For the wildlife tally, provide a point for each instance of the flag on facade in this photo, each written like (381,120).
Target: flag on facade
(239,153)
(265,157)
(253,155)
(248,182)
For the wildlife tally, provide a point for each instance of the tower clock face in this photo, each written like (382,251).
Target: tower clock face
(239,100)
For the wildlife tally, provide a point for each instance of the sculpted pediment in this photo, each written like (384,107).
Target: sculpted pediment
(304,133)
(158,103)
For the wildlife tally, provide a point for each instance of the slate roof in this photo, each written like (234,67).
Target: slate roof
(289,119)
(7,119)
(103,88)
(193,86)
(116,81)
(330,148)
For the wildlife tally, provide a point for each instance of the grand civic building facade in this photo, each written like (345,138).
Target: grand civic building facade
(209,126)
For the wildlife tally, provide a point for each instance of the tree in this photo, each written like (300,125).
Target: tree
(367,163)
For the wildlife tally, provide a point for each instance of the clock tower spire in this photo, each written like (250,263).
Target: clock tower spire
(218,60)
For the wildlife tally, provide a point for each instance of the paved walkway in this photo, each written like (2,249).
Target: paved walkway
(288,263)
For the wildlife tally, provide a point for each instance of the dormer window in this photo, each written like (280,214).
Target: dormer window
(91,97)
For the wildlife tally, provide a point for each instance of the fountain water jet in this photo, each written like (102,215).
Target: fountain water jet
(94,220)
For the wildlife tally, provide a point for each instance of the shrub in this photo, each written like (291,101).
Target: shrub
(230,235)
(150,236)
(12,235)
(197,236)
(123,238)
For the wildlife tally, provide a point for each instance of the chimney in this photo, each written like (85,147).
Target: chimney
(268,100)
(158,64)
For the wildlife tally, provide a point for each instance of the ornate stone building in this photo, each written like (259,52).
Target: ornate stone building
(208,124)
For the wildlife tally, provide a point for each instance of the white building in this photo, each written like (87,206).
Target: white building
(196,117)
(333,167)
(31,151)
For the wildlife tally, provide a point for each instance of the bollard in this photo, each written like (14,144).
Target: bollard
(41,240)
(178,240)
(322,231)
────────────────
▶ WORK INSTRUCTION
Give the complete material back, word for word.

▶ OUTPUT OF THE TASK
For the wildlife tally, provide a point for each instance of the flag on facade in this photo, each written like (381,120).
Target: flag on facade
(239,153)
(265,157)
(253,155)
(248,182)
For the wildlife tally, provide a point for each instance of the tower clock face in this photo, each written like (382,251).
Target: tower clock face
(239,100)
For the wildlife tally, provide a point for each instance of the sculpted pediment in this photo, each written like (384,107).
Target: sculpted pediment
(304,133)
(158,103)
For the wildlife tally, provide a point for each instance of the slate roof in this photo, each written like (234,67).
Target: slate roof
(289,119)
(7,119)
(103,88)
(193,86)
(116,81)
(330,148)
For the wildlife tally, provide a point for each instance of the grand civic building facade in this photo, each written like (345,138).
Target: grand civic building facade
(209,126)
For the wildlife tally, provide a point for each instance of the tree in this photo, each written like (300,125).
Target: tree
(367,163)
For the wildlife tally, provide a point for each instance of the clock tower spire in this photo, each written like (250,263).
Target: clock tower spire
(218,60)
For the wildlife tally, provide a point for each instance of the paved walkway in this photo, each written like (2,249).
Target: paved walkway
(288,263)
For the wildlife tally, provide a point for each instance of the dormer window in this photo, each written like (280,214).
Target: dormer window
(91,97)
For the wildlife tally, provide a point for each instance of the fountain water jet in this photo, each written like (102,215).
Target: fountain water jet
(94,220)
For the wildlife tally, provide a point for each instance of the shrub in this photo, each written like (291,101).
Target: shrub
(230,235)
(150,236)
(12,235)
(197,236)
(123,238)
For the wildlife tally, provide a point for each instance of the chimney in this photo, each written like (85,147).
Target: chimney
(268,100)
(158,64)
For the wildlife tally, provide a point for each instance of the ornate stone building in this photo, each written like (259,52).
Target: ornate stone building
(208,124)
For the wildlife tally, provide a point for each instance of the white building in this photo, each written like (87,206).
Target: white building
(196,117)
(333,167)
(31,151)
For the wildlife tally, provide a point for each instance of the bollard in this photo, each written like (14,144).
Target: bollard
(41,240)
(178,240)
(322,231)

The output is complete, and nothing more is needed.